Extrait:

Pourquoi des Communes deviennent-elles propriétaires de biens sans maître ?

Certaines communes sont actuellement à la recherche de nouvelles sources de revenus, en raison de la baisse des budgets alloués aux collectivités territoriales.
D’autre part, certains biens abandonnés sont à l’origine de nuisances (présence de rongeurs, végétation abondante, occupation de biens par des personnes sans droit ni titre) et les Communes destinataires de plaintes de riverains tentent de trouver des solutions pour y mettre un terme.
Enfin, le manque de terrains sur certaines parties du territoire amène certaines Communes à devoir trouver des parcelles constructibles pour pouvoir proposer des logements.
C’est la raison pour laquelle le législateur a prévu un mécanisme permettant au Commune d’appréhender  des biens au titre du régime des biens sans maître.
En clair, ce bien qui appartenait à une personne privée, physique ou morale, devient la propriété de la Commune.

Or, ce bien était peut-être le vôtre et vous souhaitez savoir s’il est encore possible d’en obtenir la restitution.

Quels sont les biens que la Commune peut appréhender au titre du régime des biens sans maître ?

Lignes à traiter:
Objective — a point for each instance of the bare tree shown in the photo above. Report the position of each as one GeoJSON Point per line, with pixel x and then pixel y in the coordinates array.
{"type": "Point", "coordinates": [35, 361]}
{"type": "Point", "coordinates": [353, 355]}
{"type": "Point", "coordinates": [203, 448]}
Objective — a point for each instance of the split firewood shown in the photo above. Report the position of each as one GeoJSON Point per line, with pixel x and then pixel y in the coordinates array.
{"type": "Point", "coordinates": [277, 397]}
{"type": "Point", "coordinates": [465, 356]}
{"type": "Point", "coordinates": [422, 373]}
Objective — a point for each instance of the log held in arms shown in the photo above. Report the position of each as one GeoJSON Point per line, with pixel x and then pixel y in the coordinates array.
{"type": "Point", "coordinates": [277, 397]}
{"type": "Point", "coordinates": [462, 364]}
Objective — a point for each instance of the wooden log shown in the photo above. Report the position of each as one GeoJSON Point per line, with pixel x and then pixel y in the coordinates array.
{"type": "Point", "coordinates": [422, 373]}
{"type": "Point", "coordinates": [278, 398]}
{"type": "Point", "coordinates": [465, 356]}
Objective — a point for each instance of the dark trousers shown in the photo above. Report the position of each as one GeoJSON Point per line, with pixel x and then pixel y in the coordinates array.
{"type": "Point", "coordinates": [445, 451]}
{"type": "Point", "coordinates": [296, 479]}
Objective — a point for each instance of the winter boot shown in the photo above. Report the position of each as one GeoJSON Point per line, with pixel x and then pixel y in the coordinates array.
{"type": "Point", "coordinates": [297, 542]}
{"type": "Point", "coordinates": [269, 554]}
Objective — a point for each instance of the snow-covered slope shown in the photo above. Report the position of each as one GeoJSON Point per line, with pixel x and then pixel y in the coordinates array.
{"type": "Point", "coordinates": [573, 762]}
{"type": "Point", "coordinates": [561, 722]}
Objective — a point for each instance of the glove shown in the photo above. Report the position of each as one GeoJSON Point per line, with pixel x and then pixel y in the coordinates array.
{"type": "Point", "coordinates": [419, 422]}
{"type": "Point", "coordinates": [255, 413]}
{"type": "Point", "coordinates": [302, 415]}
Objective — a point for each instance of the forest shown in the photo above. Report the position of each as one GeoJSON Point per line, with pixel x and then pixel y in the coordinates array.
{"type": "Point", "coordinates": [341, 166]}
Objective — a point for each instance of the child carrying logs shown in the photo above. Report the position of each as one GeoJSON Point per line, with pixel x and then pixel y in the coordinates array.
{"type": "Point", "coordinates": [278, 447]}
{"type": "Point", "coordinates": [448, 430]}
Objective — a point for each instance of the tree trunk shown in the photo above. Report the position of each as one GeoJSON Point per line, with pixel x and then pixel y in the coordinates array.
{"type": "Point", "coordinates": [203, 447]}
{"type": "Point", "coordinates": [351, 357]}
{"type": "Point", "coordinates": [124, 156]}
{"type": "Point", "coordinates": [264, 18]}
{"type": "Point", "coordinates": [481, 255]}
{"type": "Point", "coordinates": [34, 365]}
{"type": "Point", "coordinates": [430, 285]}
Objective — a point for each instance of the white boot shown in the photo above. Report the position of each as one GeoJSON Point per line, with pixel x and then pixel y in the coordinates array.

Liste des tâches:
1 > D'après l'extrait sur les biens sans maître, quelles nuisances certains biens abandonnés peuvent-ils causer ?
2 > Extrayez chacune des lignes contenant le mot « boot », en respectant la casse.
L'extrait et les lignes proviennent de sources distinctes.

Résultats ordonnés:
1 > La présence de rongeurs, une végétation abondante et l'occupation des biens par des personnes sans droit ni titre.

2 >
Objective — a point for each instance of the winter boot shown in the photo above. Report the position of each as one GeoJSON Point per line, with pixel x and then pixel y in the coordinates array.
Objective — a point for each instance of the white boot shown in the photo above. Report the position of each as one GeoJSON Point per line, with pixel x and then pixel y in the coordinates array.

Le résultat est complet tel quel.